# START OF Data excerpts
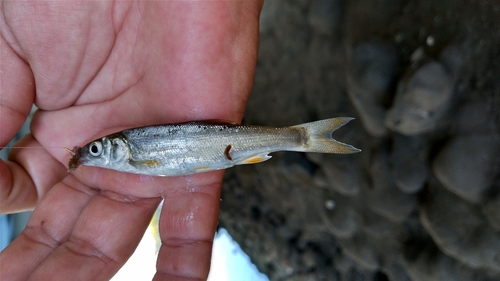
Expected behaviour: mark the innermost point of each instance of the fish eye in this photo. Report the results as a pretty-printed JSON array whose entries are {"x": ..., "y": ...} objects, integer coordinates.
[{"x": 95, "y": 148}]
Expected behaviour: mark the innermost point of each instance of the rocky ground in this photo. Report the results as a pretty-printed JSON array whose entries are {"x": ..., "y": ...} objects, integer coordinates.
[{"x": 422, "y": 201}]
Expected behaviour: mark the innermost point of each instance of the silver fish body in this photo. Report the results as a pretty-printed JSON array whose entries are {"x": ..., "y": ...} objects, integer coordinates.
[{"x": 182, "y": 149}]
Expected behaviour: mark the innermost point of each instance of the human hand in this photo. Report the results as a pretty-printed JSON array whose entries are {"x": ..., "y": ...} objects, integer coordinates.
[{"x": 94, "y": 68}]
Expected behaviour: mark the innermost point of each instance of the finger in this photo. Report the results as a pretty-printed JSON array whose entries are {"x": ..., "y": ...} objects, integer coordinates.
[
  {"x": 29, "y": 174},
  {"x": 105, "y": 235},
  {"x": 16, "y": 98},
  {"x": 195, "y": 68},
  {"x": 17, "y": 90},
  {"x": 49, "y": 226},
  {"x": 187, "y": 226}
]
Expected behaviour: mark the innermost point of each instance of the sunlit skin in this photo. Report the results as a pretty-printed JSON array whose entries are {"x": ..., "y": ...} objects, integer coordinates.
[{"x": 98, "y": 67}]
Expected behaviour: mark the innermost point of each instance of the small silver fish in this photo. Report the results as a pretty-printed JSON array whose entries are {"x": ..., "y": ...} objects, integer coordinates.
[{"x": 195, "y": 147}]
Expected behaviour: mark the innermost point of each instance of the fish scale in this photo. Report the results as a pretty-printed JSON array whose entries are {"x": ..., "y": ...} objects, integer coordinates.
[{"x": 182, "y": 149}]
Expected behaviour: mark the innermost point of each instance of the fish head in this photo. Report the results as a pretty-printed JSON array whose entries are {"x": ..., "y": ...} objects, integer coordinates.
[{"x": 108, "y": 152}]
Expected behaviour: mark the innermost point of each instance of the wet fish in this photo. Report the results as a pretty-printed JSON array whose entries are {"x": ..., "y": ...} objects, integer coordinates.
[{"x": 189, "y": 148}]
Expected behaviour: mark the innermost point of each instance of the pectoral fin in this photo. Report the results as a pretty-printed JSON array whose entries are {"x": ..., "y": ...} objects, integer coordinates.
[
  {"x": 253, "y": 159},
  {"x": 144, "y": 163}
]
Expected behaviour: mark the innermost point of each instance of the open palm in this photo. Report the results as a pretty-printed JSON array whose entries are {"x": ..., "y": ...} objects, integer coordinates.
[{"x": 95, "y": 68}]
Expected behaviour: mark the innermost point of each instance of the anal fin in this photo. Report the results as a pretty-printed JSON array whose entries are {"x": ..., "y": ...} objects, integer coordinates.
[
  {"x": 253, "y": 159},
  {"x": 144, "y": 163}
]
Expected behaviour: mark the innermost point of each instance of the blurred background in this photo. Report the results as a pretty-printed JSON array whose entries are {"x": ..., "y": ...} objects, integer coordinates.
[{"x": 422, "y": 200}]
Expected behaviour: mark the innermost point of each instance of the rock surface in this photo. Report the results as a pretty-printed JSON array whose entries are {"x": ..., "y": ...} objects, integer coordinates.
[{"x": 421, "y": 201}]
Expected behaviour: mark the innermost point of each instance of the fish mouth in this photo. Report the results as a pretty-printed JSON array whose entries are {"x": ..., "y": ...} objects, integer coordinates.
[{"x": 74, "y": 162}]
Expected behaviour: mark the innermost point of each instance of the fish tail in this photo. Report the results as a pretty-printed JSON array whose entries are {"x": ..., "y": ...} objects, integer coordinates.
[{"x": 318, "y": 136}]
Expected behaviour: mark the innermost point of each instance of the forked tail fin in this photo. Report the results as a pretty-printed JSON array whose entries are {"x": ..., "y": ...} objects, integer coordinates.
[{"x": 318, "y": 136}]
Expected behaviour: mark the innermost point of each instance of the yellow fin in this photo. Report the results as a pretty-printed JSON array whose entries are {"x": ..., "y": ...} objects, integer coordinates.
# END OF Data excerpts
Problem details:
Reproduce, word for word, the lines that start at the one containing "of the forked" and end with the last line of the items above, both ends included.

Finished task:
Expected behaviour: mark the innermost point of each instance of the forked tail fin in this photo. Report the results as a pretty-printed JSON array whose entries are {"x": ..., "y": ...} objects, integer coordinates.
[{"x": 318, "y": 136}]
Expected behaviour: mark the innermost point of each instance of the yellow fin in this photo. Report the results as a pretty-printed JSON array whose entries are {"x": ..., "y": ...} objects, integer coordinates.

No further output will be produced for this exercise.